_REQUIRED WORK_.
**1.** In the least-squares passage, how would you render the sentence "This result forms the basis for optimization in linear regression (explored further in Chapter 9)." in Spanish?
**2.** Answer these questions from the least-squares passage:
(a) What is the least-squares loss L(e) set equal to?
(b) What expression for ∂L/∂θ does applying the chain rule yield, in terms of e and Φ?
(c) Which chapter explores optimization in linear regression further?

_PASSAGE PROVIDED_.
....................
Example 5.13 For a linear model \(\mathbf{y} = \mathbf{\Phi} \mathbf{\theta}\) with residuals \(\mathbf{e}(\mathbf{\theta}) = \mathbf{y} - \mathbf{\Phi} \mathbf{\theta}\), the least-squares loss is: \[ L( \mathbf{e} ) = \| \mathbf{e} \|^2 = \mathbf{e}^\top \mathbf{e} \] Applying the chain rule gives: \[\begin{align*} \frac{\partial L}{\partial \mathbf{\theta}} &= \frac{\partial L}{\partial \mathbf{e}}\frac{\partial \mathbf{e}}{\partial \mathbf{\theta}} \\ &= -2 \mathbf{e}^\top \mathbf{\Phi}\\ &= -2 (\mathbf{y}^\top - \mathbf{\theta}^\top \mathbf{\Phi}^\top) \mathbf{\Phi}. \end{align*}\] This result forms the basis for optimization in linear regression (explored further in Chapter 9).
....................
_Saved entries_.
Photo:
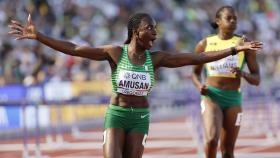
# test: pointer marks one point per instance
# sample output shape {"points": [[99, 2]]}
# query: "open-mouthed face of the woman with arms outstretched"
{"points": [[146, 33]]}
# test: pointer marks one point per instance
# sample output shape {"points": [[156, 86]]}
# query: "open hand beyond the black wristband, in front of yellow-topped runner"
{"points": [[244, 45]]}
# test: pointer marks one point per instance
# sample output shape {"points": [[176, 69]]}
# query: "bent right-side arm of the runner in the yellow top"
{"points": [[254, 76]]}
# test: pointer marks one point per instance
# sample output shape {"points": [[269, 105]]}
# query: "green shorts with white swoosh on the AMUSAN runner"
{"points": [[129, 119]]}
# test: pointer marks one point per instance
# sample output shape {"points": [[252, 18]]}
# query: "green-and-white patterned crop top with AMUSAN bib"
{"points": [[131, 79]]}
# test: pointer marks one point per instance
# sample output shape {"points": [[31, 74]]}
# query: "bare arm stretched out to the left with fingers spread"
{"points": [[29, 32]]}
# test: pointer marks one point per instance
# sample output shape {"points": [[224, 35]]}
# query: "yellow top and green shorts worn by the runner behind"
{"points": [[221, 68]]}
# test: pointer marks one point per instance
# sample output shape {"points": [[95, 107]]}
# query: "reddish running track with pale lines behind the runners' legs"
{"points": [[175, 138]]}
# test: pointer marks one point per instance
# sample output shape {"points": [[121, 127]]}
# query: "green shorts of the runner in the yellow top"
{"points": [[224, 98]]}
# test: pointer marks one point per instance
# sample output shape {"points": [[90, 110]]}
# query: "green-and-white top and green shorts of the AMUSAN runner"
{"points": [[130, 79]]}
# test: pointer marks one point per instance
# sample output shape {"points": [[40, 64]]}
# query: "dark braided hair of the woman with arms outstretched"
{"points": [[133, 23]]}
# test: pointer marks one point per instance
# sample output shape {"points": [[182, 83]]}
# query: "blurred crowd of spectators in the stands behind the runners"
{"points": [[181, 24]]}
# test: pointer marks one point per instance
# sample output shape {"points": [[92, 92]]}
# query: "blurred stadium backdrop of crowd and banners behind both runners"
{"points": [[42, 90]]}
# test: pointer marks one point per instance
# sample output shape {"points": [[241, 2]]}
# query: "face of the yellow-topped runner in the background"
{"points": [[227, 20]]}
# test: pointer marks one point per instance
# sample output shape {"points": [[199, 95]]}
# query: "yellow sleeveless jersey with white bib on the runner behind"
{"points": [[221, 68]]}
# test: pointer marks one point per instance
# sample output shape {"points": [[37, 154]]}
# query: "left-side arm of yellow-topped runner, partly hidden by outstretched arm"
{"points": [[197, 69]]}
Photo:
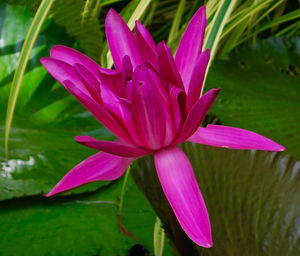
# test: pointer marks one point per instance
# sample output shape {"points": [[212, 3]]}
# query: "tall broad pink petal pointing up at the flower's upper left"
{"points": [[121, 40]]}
....................
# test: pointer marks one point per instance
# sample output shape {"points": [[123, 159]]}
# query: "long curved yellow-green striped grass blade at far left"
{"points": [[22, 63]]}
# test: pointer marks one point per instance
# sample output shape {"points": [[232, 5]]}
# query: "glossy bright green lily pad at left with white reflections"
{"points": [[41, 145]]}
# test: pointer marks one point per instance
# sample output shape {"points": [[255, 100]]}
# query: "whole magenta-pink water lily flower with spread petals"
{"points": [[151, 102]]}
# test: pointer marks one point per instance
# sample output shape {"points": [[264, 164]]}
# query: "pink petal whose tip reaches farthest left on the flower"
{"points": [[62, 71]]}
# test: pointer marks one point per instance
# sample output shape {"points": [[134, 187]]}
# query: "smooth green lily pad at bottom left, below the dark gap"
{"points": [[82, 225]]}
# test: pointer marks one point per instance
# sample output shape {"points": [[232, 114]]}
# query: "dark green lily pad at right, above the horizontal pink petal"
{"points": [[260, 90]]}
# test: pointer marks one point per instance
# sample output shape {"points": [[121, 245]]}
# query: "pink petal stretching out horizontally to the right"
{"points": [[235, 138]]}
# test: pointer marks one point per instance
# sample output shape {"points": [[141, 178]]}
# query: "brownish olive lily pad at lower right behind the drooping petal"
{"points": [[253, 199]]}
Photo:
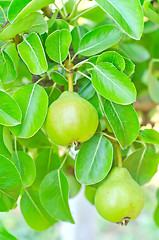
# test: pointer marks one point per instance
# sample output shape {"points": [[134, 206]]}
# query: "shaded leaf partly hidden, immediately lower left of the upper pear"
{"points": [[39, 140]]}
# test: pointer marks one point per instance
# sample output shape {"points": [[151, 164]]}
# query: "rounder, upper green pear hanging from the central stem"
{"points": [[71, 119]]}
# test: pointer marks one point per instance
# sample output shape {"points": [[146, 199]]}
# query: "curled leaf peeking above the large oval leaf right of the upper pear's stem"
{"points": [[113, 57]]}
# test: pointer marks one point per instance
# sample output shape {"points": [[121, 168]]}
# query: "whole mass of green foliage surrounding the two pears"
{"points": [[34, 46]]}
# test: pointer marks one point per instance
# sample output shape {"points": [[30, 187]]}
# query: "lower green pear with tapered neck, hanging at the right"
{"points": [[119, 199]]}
....................
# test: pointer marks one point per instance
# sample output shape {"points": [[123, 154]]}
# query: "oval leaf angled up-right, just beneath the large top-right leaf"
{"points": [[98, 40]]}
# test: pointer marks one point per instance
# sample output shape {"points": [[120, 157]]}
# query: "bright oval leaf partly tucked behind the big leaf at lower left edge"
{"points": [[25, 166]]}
....................
_TASK SOLUTIONS_.
**1.** Este resultado constituye la base de la optimización en la regresión lineal (que se explora con más detalle en el capítulo 9).

**2.**
(a) The squared norm of the residuals, ‖e‖², which equals eᵀe.
(b) −2eᵀΦ, which is also written as −2(yᵀ − θᵀΦᵀ)Φ.
(c) Chapter 9.